═══ Data shown ═══

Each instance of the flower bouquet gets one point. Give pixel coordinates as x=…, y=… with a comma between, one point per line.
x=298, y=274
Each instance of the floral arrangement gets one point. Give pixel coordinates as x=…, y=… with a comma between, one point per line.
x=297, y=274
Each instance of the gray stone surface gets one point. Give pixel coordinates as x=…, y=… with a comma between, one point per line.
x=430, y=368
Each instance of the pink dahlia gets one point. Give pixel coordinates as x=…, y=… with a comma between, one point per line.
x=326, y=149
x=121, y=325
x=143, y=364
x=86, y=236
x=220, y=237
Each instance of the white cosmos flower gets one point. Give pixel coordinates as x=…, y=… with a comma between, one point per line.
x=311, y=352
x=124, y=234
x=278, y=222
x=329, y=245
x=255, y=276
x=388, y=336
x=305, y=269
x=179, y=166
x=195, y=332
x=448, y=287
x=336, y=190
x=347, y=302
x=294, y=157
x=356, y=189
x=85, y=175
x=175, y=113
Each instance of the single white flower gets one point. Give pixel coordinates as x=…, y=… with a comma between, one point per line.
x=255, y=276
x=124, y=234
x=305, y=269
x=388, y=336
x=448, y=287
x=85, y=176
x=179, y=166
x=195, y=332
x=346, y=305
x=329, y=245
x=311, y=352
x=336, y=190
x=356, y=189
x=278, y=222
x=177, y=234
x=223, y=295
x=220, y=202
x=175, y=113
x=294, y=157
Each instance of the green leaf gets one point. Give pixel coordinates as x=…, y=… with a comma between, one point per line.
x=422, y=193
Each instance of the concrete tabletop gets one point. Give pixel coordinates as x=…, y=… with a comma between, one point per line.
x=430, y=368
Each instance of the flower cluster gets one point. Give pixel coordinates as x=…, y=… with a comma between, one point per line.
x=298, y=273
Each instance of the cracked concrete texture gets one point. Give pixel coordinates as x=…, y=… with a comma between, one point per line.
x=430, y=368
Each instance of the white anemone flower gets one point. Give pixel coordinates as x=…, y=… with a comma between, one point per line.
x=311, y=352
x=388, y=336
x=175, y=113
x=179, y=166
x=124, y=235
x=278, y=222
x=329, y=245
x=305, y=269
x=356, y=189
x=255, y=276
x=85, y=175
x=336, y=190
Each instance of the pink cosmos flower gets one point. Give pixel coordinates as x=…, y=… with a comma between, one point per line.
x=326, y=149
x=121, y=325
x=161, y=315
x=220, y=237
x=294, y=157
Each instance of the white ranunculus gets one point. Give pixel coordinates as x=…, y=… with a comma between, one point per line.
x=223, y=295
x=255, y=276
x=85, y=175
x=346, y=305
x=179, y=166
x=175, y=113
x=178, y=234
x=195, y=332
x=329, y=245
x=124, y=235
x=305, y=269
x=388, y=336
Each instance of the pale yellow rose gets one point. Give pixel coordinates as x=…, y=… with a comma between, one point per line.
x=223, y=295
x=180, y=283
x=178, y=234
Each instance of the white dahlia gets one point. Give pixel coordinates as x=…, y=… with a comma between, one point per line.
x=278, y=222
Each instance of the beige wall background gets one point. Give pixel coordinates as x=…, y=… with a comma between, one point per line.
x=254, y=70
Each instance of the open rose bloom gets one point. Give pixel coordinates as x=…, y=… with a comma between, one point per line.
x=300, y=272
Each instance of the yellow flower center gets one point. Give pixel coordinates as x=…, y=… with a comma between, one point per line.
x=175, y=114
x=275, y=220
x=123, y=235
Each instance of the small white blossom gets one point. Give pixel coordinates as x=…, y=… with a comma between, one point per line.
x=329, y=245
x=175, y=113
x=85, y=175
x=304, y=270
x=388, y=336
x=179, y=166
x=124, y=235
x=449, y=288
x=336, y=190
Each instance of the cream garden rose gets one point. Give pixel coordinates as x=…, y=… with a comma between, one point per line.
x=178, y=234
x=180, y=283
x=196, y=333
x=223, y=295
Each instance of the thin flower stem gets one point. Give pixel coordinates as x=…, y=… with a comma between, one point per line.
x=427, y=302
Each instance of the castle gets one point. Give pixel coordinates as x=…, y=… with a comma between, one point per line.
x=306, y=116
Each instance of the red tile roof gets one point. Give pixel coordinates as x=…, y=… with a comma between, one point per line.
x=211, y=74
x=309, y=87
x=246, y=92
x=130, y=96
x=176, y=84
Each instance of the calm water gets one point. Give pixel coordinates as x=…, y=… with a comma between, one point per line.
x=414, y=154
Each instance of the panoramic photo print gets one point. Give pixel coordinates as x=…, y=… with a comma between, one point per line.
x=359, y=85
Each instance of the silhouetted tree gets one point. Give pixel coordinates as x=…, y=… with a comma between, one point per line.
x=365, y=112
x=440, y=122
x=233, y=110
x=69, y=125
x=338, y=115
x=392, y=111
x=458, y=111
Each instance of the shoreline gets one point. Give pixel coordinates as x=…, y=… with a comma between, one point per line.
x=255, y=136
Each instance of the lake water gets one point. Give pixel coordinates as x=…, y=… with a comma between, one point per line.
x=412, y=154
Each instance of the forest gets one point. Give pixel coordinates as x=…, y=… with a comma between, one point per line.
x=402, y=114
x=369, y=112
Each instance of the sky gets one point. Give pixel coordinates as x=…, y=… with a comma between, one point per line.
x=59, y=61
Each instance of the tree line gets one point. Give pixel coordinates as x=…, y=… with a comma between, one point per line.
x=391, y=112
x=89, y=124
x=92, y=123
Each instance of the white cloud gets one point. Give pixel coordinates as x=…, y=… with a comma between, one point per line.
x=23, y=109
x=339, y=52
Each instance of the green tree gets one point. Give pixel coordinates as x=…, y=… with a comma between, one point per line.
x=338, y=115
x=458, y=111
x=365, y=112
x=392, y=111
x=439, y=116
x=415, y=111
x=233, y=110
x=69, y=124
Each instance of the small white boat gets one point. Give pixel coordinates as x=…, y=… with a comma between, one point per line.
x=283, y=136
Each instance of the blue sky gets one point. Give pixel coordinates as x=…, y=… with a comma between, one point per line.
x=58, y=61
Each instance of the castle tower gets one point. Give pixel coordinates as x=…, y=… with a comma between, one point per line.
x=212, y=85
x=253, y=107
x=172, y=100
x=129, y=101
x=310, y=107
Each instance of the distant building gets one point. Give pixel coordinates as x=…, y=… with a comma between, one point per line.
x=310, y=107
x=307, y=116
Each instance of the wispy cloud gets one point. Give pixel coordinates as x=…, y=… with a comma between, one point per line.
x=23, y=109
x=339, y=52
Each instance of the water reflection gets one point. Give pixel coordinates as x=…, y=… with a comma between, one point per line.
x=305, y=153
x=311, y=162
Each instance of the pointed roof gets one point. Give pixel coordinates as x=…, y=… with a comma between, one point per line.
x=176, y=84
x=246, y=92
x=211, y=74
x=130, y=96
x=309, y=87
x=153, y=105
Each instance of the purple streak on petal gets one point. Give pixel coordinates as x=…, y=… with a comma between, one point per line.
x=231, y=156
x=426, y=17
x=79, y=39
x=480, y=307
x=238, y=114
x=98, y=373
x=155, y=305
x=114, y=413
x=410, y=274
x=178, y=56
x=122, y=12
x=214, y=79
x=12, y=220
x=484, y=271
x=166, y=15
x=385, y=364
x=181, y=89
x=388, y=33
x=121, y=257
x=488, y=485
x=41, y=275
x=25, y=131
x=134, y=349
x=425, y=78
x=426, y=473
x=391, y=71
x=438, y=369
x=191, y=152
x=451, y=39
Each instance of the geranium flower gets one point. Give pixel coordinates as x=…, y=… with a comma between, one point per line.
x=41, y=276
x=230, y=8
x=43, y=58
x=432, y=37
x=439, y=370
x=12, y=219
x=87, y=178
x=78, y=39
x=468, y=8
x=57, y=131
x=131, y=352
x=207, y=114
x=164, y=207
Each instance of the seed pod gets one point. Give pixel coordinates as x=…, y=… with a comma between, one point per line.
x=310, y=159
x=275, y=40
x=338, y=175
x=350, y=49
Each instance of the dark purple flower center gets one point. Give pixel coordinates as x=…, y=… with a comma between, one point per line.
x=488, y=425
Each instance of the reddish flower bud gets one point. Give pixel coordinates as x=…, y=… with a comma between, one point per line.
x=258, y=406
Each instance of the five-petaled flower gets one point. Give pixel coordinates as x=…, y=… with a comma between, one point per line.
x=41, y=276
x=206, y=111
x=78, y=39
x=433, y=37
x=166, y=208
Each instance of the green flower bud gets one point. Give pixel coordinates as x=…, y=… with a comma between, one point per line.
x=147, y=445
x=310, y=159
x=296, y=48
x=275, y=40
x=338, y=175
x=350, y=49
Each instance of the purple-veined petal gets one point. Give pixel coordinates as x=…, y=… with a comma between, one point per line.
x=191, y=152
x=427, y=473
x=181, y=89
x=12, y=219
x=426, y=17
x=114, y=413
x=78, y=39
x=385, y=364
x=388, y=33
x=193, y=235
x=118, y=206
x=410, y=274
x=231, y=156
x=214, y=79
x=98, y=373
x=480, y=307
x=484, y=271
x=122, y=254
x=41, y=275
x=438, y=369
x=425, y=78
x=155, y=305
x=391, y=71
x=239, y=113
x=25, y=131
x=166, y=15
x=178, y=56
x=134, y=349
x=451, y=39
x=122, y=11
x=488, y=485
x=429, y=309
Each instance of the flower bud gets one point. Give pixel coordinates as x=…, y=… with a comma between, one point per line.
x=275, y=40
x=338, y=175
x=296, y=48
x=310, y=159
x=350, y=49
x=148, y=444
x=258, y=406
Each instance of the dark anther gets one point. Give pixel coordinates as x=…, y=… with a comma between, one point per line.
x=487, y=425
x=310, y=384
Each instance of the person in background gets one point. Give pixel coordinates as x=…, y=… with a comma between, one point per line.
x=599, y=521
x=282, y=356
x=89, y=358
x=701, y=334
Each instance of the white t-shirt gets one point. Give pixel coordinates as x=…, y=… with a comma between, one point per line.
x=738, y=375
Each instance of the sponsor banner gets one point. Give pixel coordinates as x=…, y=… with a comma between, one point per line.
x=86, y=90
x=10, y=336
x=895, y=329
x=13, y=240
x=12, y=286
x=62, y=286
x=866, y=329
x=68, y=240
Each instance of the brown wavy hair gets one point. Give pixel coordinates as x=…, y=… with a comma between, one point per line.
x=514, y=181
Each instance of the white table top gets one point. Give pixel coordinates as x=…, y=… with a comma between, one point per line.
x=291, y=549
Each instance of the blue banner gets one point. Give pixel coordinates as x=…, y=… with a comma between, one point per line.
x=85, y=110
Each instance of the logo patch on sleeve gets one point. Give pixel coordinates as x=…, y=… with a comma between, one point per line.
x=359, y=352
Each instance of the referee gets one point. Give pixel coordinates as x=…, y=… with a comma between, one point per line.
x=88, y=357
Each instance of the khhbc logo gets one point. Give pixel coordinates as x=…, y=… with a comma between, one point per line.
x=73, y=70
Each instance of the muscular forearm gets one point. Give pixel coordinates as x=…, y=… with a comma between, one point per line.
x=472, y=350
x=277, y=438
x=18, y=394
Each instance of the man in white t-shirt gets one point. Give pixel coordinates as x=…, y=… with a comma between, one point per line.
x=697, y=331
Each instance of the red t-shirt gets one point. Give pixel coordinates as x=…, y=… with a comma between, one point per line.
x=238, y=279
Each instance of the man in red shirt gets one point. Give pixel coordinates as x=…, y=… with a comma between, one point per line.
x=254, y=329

═══

### Set problem
Convert the part of the entries above that opens with the line containing "Each instance of the purple-veined" and closes with the line containing "x=118, y=206" into a JSON list of strings, one string per line, leaving out blank lines.

### Written solution
[
  "Each instance of the purple-veined petal gets one point. Give pixel coordinates as x=…, y=… with a comma between, one point per line.",
  "x=191, y=152",
  "x=427, y=473",
  "x=181, y=89",
  "x=12, y=219",
  "x=426, y=17",
  "x=114, y=413",
  "x=78, y=39",
  "x=385, y=364",
  "x=388, y=33",
  "x=193, y=235",
  "x=118, y=206"
]